* [SEITENAUSZUG]:
###
Toblacher Thesen 1991

ENERGIE,

Kernfrage der Zukunft

These 1

Wenn wir in den reichen Industrieländern mit der bisherigen Wirtschaftsform und Lebensweise so weitermachen, werden die bereits heute sichtbaren Überschreitungen der natürlichen Belastungsgrenzen der Erd-Ökosysteme katastrophale Ausmaße annehmen: Hungersnöte, Völkerwanderungen, kriegerische Auseinandersetzungen um Rohstoffe (Krieg ums öl), atomare Verwüstungen, verschärfte Verteilungskonflikte zwischen Nord und Süd, aber auch Ost und West, sind die Folge. Wir brauchen neue Visionen, die Leben im Einklang mit der Natur, soziale Gerechtigkeit und nachhaltiges Wirtschaften verbinden.
###
* [AUFGABEN ZUR BEARBEITUNG]:
A. Beantworten Sie anhand des Auszugs aus den Toblacher Thesen die folgenden Fragen:
(i) Aus welchem Jahr stammen die Thesen laut Überschrift?
(ii) Welches Thema wird als „Kernfrage der Zukunft“ bezeichnet?
(iii) Welche drei Dinge sollen die neuen Visionen laut These 1 verbinden?
B. Schreiben Sie aus dem Auszug aus den Toblacher Thesen die Stelle von „Wenn wir in“ bis „nachhaltiges Wirtschaften verbinden.“ wortgetreu ab.
Die Einträge werden für die Bearbeitung nicht gebraucht.

* [UNBEARBEITETE EINTRÄGE]:
###
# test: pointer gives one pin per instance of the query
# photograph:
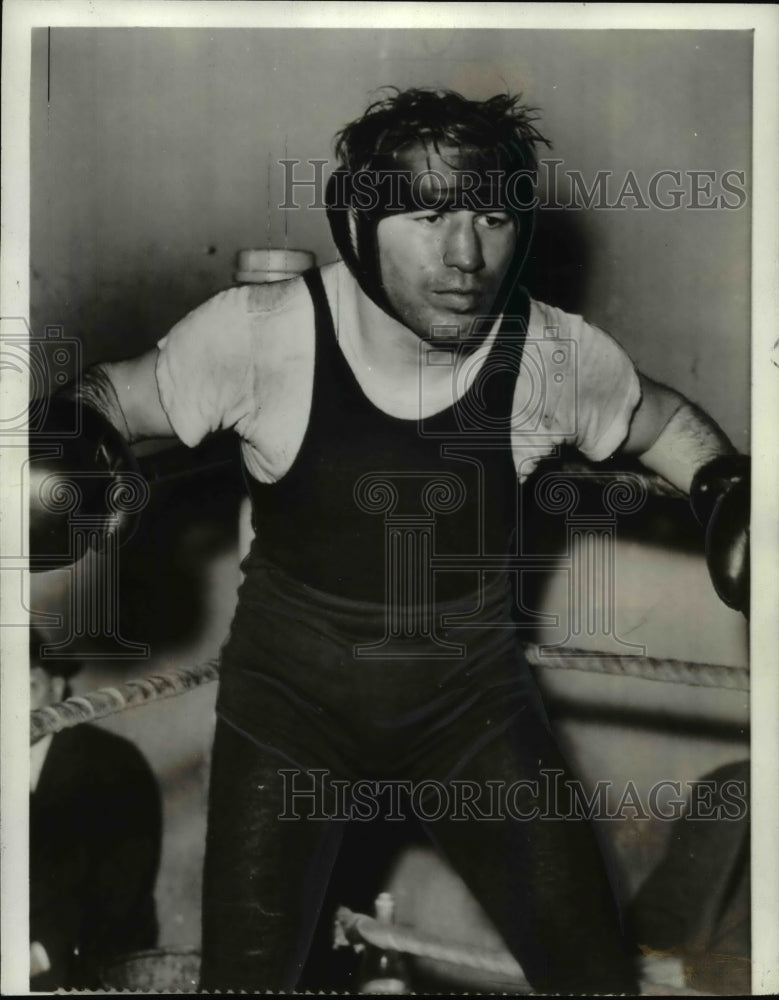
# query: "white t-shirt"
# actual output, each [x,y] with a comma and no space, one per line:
[245,356]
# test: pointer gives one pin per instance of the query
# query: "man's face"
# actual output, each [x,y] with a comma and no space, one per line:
[442,265]
[444,269]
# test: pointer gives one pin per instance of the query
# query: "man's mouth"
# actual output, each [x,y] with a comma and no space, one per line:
[458,299]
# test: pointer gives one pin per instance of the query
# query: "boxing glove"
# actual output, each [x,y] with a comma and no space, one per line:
[81,469]
[720,499]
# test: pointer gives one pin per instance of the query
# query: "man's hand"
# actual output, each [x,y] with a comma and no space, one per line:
[720,498]
[86,473]
[683,445]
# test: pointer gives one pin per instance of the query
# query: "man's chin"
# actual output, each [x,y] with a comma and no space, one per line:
[456,331]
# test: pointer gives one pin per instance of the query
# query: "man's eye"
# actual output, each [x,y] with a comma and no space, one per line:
[495,221]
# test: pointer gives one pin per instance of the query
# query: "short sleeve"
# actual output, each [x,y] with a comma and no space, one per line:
[598,388]
[609,392]
[204,367]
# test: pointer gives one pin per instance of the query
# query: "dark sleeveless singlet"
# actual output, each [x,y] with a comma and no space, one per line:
[366,488]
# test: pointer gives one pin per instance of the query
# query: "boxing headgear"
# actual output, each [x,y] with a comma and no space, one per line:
[423,175]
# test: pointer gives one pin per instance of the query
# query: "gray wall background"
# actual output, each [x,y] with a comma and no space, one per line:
[154,160]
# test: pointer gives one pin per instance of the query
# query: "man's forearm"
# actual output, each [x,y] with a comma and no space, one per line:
[688,441]
[95,388]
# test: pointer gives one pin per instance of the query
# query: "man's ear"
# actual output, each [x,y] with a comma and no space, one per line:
[58,685]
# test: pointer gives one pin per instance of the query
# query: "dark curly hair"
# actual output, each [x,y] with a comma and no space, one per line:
[501,128]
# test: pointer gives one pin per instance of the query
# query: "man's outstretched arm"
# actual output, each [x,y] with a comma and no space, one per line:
[109,407]
[672,437]
[127,395]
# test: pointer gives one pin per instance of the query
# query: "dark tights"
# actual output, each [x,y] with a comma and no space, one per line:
[541,881]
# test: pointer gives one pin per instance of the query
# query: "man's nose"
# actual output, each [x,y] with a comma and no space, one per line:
###
* [RICHTIGE ANTWORTEN]:
A.
(i) 1991
(ii) Energie
(iii) Leben im Einklang mit der Natur, soziale Gerechtigkeit und nachhaltiges Wirtschaften

B.
Wenn wir in den reichen Industrieländern mit der bisherigen Wirtschaftsform und Lebensweise so weitermachen, werden die bereits heute sichtbaren Überschreitungen der natürlichen Belastungsgrenzen der Erd-Ökosysteme katastrophale Ausmaße annehmen: Hungersnöte, Völkerwanderungen, kriegerische Auseinandersetzungen um Rohstoffe (Krieg ums öl), atomare Verwüstungen, verschärfte Verteilungskonflikte zwischen Nord und Süd, aber auch Ost und West, sind die Folge. Wir brauchen neue Visionen, die Leben im Einklang mit der Natur, soziale Gerechtigkeit und nachhaltiges Wirtschaften verbinden.